═══ EXTRACTED TEXT

I need to choose some elements from the given list, knowing their index. Let say I would like to create a new list, which contains element with index 1, 2, 5, from given list [-2, 1, 5, 3, 8, 5, 6]. What I did is:
a = [-2,1,5,3,8,5,6]
b = [1,2,5]
c = [ a[i] for i in b]
Is there any better way to do it? something like c = a[b] ?
You can use operator.itemgetter:
from operator import itemgetter
a = [-2, 1, 5, 3, 8, 5, 6]
b = [1, 2, 5]
print(itemgetter(*b)(a))
# Result:
(1, 5, 5)
Or you can use numpy:
import numpy as np
a = np.array([-2, 1, 5, 3, 8, 5, 6])
b = [1, 2, 5]
print(list(a[b]))
# Result:
[1, 5, 5]
But really, your current solution is fine. It's probably the neatest out of all of them.
Alternatives:
>>> map(a.__getitem__, b)
[1, 5, 5]
>>> import operator
>>> operator.itemgetter(*b)(a)
(1, 5, 5)
Another solution could be via pandas Series:
import pandas as pd
a = pd.Series([-2, 1, 5, 3, 8, 5, 6])
b = [1, 2, 5]
c = a[b]
You can then convert c back to a list if you want:
c = list(c)
Basic and not very extensive testing comparing the execution time of the five supplied answers:
def numpyIndexValues(a, b):
na = np.array(a)
nb = np.array(b)
out = list(na[nb])
return out
def mapIndexValues(a, b):
out = map(a.__getitem__, b)
return list(out)
def getIndexValues(a, b):
out = operator.itemgetter(*b)(a)
return out
def pythonLoopOverlap(a, b):
c = [ a[i] for i in b]
return c
multipleListItemValues = lambda searchList, ind: [searchList[i] for i in ind]
using the following input:
a = range(0, 10000000)
b = range(500, 500000)
simple python loop was the quickest with lambda operation a close second, mapIndexValues and getIndexValues were consistently pretty similar with numpy method significantly slower after converting lists to numpy arrays.If data is already in numpy arrays the numpyIndexValues method with the numpy.array conversion removed is quickest.
numpyIndexValues -> time:1.38940598 (when converted the lists to numpy arrays)
numpyIndexValues -> time:0.0193445 (using numpy array instead of python list as input, and conversion code removed)

══════

Can you continue the forum thread about picking Python list elements by their indexes, starting right after its last line?

═══ MATERIAL PROVIDED

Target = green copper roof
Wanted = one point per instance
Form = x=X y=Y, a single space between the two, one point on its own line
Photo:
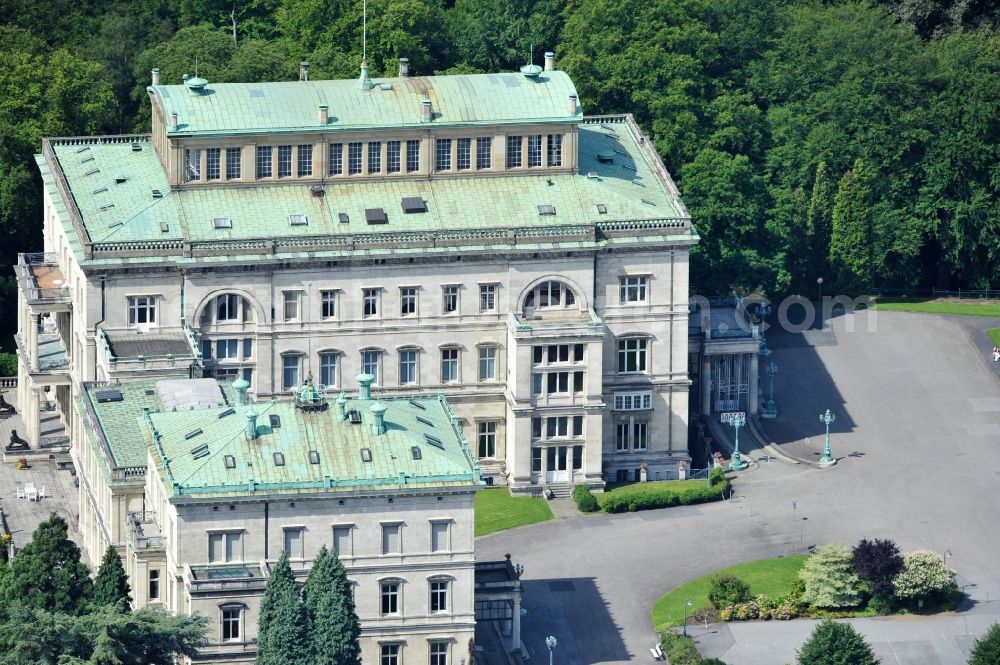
x=210 y=453
x=482 y=209
x=228 y=108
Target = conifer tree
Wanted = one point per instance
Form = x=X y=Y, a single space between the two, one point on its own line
x=334 y=625
x=47 y=573
x=851 y=238
x=111 y=584
x=282 y=628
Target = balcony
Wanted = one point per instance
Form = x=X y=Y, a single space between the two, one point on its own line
x=41 y=281
x=143 y=533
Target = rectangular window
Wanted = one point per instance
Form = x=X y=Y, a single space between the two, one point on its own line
x=342 y=540
x=487 y=363
x=389 y=654
x=336 y=158
x=407 y=367
x=407 y=301
x=632 y=289
x=514 y=151
x=392 y=155
x=439 y=653
x=305 y=160
x=213 y=163
x=290 y=366
x=555 y=150
x=264 y=165
x=464 y=156
x=450 y=299
x=233 y=157
x=369 y=303
x=284 y=161
x=328 y=369
x=632 y=355
x=639 y=436
x=192 y=164
x=294 y=542
x=391 y=539
x=535 y=150
x=328 y=304
x=439 y=596
x=390 y=597
x=484 y=152
x=142 y=310
x=231 y=624
x=449 y=365
x=439 y=536
x=488 y=439
x=353 y=158
x=154 y=585
x=369 y=363
x=412 y=155
x=291 y=305
x=442 y=155
x=487 y=298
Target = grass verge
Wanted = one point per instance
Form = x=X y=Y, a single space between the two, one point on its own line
x=497 y=510
x=939 y=306
x=772 y=577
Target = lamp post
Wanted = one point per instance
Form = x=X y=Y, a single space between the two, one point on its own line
x=826 y=419
x=738 y=420
x=771 y=410
x=819 y=282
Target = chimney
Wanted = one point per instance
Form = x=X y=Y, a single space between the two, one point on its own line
x=364 y=385
x=378 y=412
x=251 y=423
x=342 y=407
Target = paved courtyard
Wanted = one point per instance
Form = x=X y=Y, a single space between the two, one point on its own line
x=917 y=437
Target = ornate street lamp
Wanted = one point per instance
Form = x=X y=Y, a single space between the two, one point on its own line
x=826 y=419
x=738 y=420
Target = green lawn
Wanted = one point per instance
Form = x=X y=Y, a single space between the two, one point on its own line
x=940 y=306
x=677 y=485
x=772 y=577
x=497 y=510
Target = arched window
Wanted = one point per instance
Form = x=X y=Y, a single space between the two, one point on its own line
x=549 y=295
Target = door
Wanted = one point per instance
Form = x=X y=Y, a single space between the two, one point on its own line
x=555 y=467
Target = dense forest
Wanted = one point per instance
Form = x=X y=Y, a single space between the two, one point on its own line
x=857 y=141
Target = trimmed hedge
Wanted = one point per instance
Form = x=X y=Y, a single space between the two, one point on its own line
x=665 y=497
x=585 y=499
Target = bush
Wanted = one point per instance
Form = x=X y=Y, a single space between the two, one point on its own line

══════

RESPONSE:
mapIndexValues -> time:0.06477512099999999
getIndexValues -> time:0.06391049500000001
multipleListItemValues -> time:0.043773591
pythonLoopOverlap -> time:0.043021754999999995
Here's a simpler way:
a = [-2,1,5,3,8,5,6]
b = [1,2,5]
c = [e for i, e in enumerate(a) if i in b]
List comprehension is clearly the most immediate and easiest to remember - in addition to being quite pythonic!
In any case, among the proposed solutions, it is not the fastest (I have run my test on Windows using Python 3.8.3):
import timeit
from itertools import compress
import random
from operator import itemgetter
import pandas as pd
__N_TESTS__ = 10_000
vector = [str(x) for x in range(100)]
filter_indeces = sorted(random.sample(range(100), 10))
filter_boolean = random.choices([True, False], k=100)
# Different ways for selecting elements given indeces
# list comprehension
def f1(v, f):
return [v[i] for i in filter_indeces]
# itemgetter
def f2(v, f):
return itemgetter(*f)(v)
# using pandas.Series
# this is immensely slow
def f3(v, f):
return list(pd.Series(v)[f])
# using map and __getitem__
def f4(v, f):
return list(map(v.__getitem__, f))
# using enumerate!
def f5(v, f):
return [x for i, x in enumerate(v) if i in f]
# using numpy array
def f6(v, f):
return list(np.array(v)[f])
print("{:30s}:{:f} secs".format("List comprehension", timeit.timeit(lambda:f1(vector, filter_indeces), number=__N_TESTS__)))
print("{:30s}:{:f} secs".format("Operator.itemgetter", timeit.timeit(lambda:f2(vector, filter_indeces), number=__N_TESTS__)))
print("{:30s}:{:f} secs".format("Using Pandas series", timeit.timeit(lambda:f3(vector, filter_indeces), number=__N_TESTS__)))
print("{:30s}:{:f} secs".format("Using map and __getitem__", timeit.timeit(lambda: f4(vector, filter_indeces), number=__N_TESTS__)))
print("{:30s}:{:f} secs".format("Enumeration (Why anyway?)", timeit.timeit(lambda: f5(vector, filter_indeces), number=__N_TESTS__)))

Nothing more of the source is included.